◆ Instructions for the task:
Copy out the lines below word for word, every one of them, but leave out the pictures.

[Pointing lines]
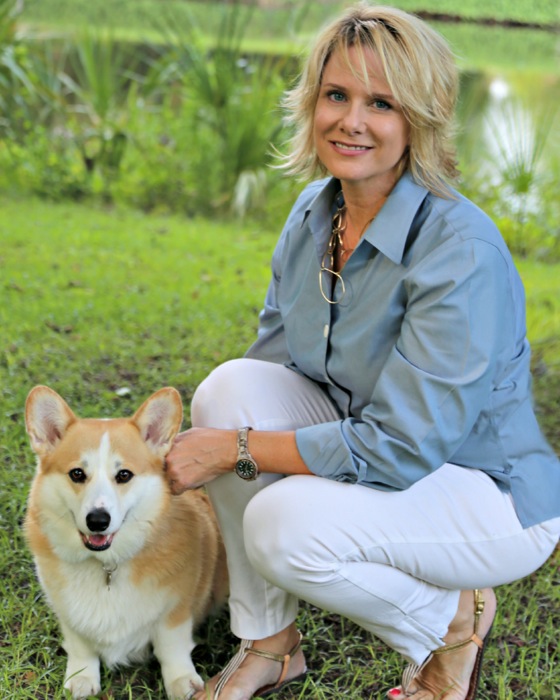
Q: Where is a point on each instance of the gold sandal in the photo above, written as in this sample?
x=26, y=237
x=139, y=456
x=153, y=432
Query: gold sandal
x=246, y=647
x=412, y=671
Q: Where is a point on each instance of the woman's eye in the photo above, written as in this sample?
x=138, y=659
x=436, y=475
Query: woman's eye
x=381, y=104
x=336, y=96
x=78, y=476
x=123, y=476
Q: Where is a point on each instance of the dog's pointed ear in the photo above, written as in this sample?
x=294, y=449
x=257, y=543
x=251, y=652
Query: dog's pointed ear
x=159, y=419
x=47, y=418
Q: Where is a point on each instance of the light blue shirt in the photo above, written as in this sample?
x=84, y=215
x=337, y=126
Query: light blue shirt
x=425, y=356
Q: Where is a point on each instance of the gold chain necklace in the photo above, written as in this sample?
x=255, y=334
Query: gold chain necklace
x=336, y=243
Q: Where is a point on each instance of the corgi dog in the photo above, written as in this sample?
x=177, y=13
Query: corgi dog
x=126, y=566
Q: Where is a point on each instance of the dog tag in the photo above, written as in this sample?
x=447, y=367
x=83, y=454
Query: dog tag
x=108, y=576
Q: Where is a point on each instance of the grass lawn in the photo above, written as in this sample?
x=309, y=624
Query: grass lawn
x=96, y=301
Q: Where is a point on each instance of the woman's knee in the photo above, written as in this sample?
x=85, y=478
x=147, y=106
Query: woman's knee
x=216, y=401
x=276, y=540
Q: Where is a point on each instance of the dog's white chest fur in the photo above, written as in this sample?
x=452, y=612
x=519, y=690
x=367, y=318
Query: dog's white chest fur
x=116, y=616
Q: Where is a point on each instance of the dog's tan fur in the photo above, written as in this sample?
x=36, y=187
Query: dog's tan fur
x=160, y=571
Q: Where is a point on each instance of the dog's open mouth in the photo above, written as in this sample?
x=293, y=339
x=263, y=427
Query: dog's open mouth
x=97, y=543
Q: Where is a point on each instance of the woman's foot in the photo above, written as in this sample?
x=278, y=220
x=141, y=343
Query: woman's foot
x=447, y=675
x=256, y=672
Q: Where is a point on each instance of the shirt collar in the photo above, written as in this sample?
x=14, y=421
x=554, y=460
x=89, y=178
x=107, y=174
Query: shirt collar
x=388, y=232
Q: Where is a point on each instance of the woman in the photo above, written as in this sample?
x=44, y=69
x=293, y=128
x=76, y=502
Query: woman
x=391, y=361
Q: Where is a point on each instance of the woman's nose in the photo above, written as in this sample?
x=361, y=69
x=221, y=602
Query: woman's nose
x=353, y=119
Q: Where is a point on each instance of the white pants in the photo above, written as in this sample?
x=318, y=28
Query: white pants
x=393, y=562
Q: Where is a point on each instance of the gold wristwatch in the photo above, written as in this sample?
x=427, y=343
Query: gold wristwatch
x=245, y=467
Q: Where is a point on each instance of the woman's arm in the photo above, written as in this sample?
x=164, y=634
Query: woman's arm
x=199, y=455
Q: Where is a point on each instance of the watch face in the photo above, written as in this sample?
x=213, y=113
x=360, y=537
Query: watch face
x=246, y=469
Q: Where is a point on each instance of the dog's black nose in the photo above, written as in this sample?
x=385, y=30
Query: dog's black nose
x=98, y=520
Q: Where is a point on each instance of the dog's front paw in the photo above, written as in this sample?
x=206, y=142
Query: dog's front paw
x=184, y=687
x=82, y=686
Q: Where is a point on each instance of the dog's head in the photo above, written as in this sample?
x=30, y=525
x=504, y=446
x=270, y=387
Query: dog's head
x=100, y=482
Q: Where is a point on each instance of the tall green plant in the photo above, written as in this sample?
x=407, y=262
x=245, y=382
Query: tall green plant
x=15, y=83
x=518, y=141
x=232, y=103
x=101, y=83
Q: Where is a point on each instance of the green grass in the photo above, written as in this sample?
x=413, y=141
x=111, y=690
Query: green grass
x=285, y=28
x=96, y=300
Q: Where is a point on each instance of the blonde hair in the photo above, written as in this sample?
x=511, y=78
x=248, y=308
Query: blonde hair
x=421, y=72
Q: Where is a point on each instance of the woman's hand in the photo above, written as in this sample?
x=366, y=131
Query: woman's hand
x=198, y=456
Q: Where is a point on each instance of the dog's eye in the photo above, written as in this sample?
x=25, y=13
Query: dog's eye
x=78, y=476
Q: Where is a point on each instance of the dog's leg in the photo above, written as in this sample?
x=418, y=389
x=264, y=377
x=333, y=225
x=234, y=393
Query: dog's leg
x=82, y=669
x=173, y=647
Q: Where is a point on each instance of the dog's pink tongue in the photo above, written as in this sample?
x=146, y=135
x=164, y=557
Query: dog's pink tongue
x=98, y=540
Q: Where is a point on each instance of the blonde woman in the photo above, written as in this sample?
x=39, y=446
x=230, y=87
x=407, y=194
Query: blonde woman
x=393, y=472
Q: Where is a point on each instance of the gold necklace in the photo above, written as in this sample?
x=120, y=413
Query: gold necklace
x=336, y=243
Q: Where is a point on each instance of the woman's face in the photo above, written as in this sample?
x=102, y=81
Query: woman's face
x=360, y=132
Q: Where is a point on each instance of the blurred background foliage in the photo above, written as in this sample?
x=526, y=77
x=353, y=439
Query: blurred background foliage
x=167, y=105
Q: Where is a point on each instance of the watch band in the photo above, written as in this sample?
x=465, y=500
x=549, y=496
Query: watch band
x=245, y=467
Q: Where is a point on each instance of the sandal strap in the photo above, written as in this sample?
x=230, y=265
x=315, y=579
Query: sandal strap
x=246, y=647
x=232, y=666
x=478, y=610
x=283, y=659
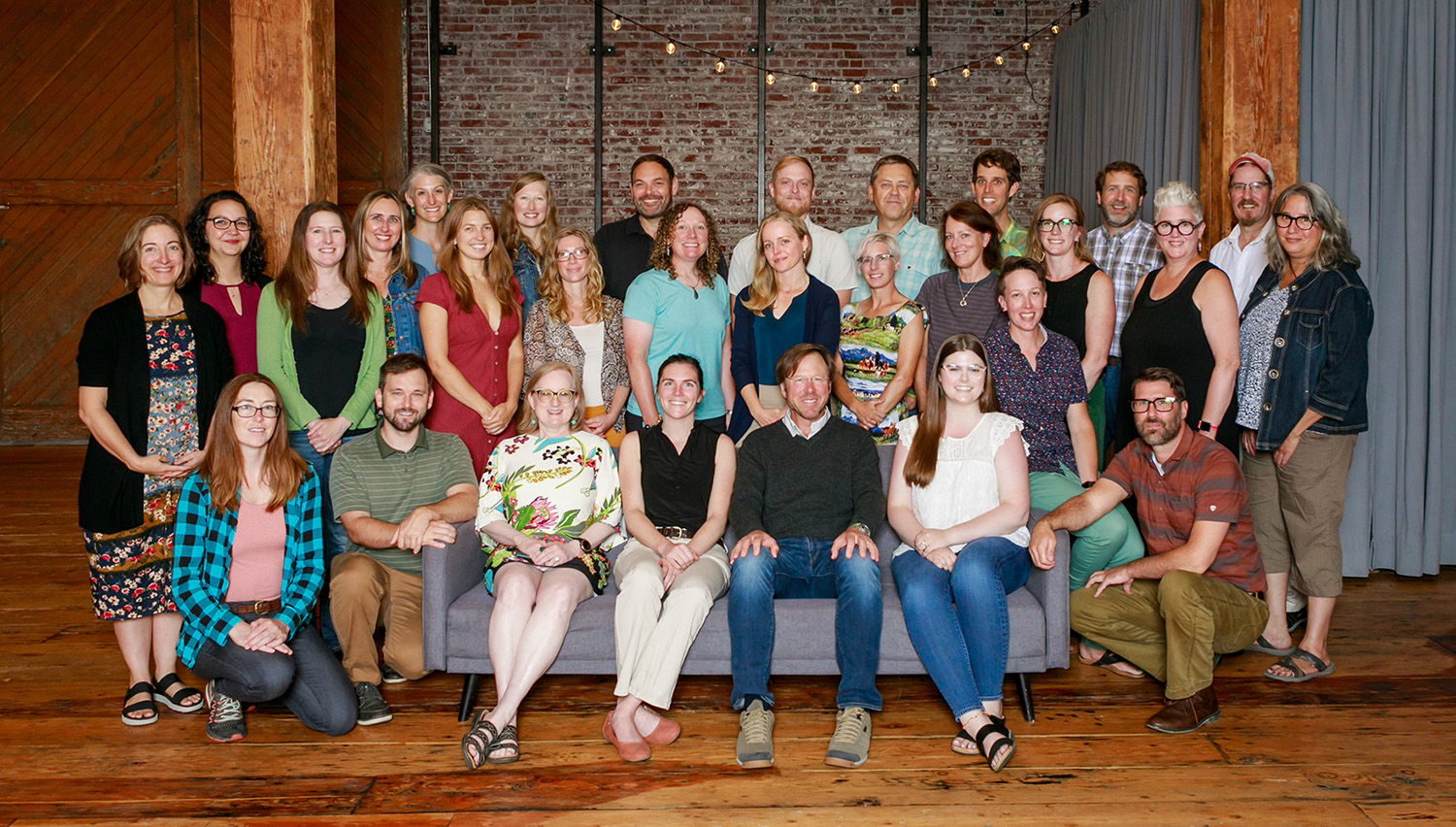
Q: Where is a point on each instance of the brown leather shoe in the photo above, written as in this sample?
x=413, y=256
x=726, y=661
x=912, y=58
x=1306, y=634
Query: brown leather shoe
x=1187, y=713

◆ Response to this exercise:
Q: Where is a point on each instance of the gold sandal in the photo above, written as in this sample?
x=26, y=237
x=139, y=456
x=153, y=432
Query: gold sandal
x=246, y=647
x=412, y=671
Q: Where is a point on each instance of the woman's eye in the photo above, written as in this sample?
x=138, y=659
x=436, y=475
Query: woman's eye
x=381, y=104
x=336, y=96
x=78, y=476
x=123, y=476
Q: Where is a point on each instance of the dog's pointed ear in the photo above, written as in this sample?
x=294, y=449
x=257, y=543
x=251, y=652
Query: dog's pointed ear
x=159, y=419
x=47, y=418
Q: Where is a point on each instance of the light blue shirt in the photo above, written as in this sample?
x=84, y=215
x=337, y=126
Query: light blue shirt
x=425, y=356
Q: Where is a point on each instance of the gold chain necklace in the photo above, written as in this sample?
x=255, y=334
Query: gold chain necklace
x=336, y=243
Q: Where is a point on each instance of the corgi dog in the photo above, written as in this sample?
x=177, y=13
Query: corgi dog
x=126, y=566
Q: Where is a point on each instance of the dog tag in the photo above, written as in this sample?
x=447, y=367
x=83, y=454
Query: dog tag
x=108, y=576
Q: Where is a point on each instance of the grass lawn in the photo above, written as in this sample?
x=309, y=624
Query: grass lawn
x=96, y=301
Q: Where is a point on each instance of the woman's knee in the photo above, written as in this sample?
x=85, y=478
x=147, y=106
Query: woman's knee
x=216, y=401
x=276, y=540
Q: Where is a point on each instance of the dog's white chest fur in the photo above, written as in this sample?
x=452, y=612
x=519, y=690
x=367, y=318
Query: dog's white chest fur
x=116, y=616
Q: Where is a point on each instance of the dog's tan fur in the photo above, written as in this sample?
x=36, y=187
Query: dog's tan fur
x=160, y=571
Q: Where is a point on each instance of the dog's open mouth in the photo above, written as in this sample?
x=293, y=339
x=263, y=427
Query: dog's open mouth
x=97, y=543
Q: Where is a point on each instance of the woman's foot in the photo above, written as in this sample?
x=278, y=220
x=141, y=343
Query: woman's foot
x=447, y=675
x=256, y=672
Q: Where is a point on each instance of the shirt collar in the photo above, written as in this sample?
x=14, y=421
x=554, y=460
x=89, y=178
x=107, y=174
Query: shirt collar
x=388, y=232
Q: Where is a point on each instance of the woman in the photo above, written as in this sample?
x=44, y=69
x=293, y=128
x=76, y=502
Query: woman
x=391, y=361
Q: Where is a point on each instance of the woman's nose in the photo above, written as in this sample?
x=361, y=69
x=221, y=602
Query: woman's nose
x=353, y=119
Q: Where is a point on each instance of the white pants in the photo above, written as in this sample?
x=318, y=28
Query: white pants
x=393, y=562
Q: Where is a point on each instance of the gold wristwatch in the photo above, written as in this sample?
x=427, y=343
Query: gold wristwatch
x=245, y=467
Q: Where is a point on each instance of the woman's arm in the photo above, written as in this sample?
x=164, y=634
Query: woman's arm
x=199, y=455
Q: Where is a point on each instance of the watch face in the photo above, written as in this sample?
x=213, y=113
x=360, y=537
Query: watch face
x=246, y=469
Q: Where is a point on each instance of the dog's black nose in the photo above, written as in this sample?
x=385, y=30
Query: dog's black nose
x=98, y=520
Q: Where is a point on each instance of the dog's front paw in the photo above, written as in this sample?
x=206, y=142
Query: dog's front paw
x=184, y=687
x=82, y=686
Q: Where is a point on each instance of the dog's head in the photo above, written as in this sample?
x=30, y=525
x=504, y=446
x=270, y=387
Query: dog's head
x=100, y=482
Q: Where is a point on each instance of the tall green plant in the photo above, written as in this sample?
x=407, y=262
x=245, y=382
Query: tall green plant
x=15, y=83
x=518, y=141
x=232, y=103
x=101, y=83
Q: Where is a point on each instance of the green grass in the photo above, written as in this sample?
x=413, y=141
x=111, y=690
Query: green grass
x=285, y=28
x=96, y=300
Q: Where is a point on each instance of the blonde hair in the photo above, written as in this sample?
x=511, y=78
x=248, y=308
Query: blonde hair
x=421, y=72
Q: Where is a point on each instance of the woman's hand in the photo above, written as in this sample?
x=366, y=131
Query: woman's hand
x=198, y=456
Q: Where is a point on each instance of the dog's eye in the photo above, written as in this sample?
x=25, y=13
Query: dog's eye
x=78, y=476
Q: Where is a point on each instance of the dog's leg in the photo above, written as in this sample?
x=418, y=389
x=264, y=377
x=333, y=225
x=234, y=393
Query: dog's leg
x=82, y=669
x=173, y=647
Q: Where is a point on each instance of the dog's pink tongue in the photo above, written as in this sample?
x=146, y=135
x=164, y=557
Query: dog's pink tongue
x=98, y=540
Q: Where is a point on each instance of the blonde woman in the photo above, written as in this sample?
x=39, y=446
x=230, y=87
x=407, y=194
Query: blonde woman
x=393, y=472
Q: Where is a point on each instance of the gold necklace in the photo above, written as in this sample?
x=120, y=413
Query: gold necklace
x=336, y=243
Q: Where is a point on each instance of the woman's face in the photo above, written as in this sample?
x=102, y=81
Query: woman's face
x=360, y=132
Q: Where is a point on each instance of the blurred background foliage in the photo above, written as in this sample?
x=526, y=77
x=353, y=439
Query: blurred background foliage
x=167, y=105
Q: Where is a point on each instance of the watch band in the photo above, written as in this sample?
x=465, y=500
x=549, y=496
Query: watch band
x=245, y=467
Q: Where is a point on each instance of the sandal strap in the photo above, written as in this sample?
x=230, y=265
x=315, y=579
Query: sandal strap
x=246, y=647
x=232, y=666
x=478, y=610
x=283, y=659
Q: Where is a point on each instance of the brown leather shoe in the photo above, written as in this sample?
x=413, y=256
x=726, y=661
x=912, y=58
x=1306, y=634
Query: brown leather shoe
x=1187, y=713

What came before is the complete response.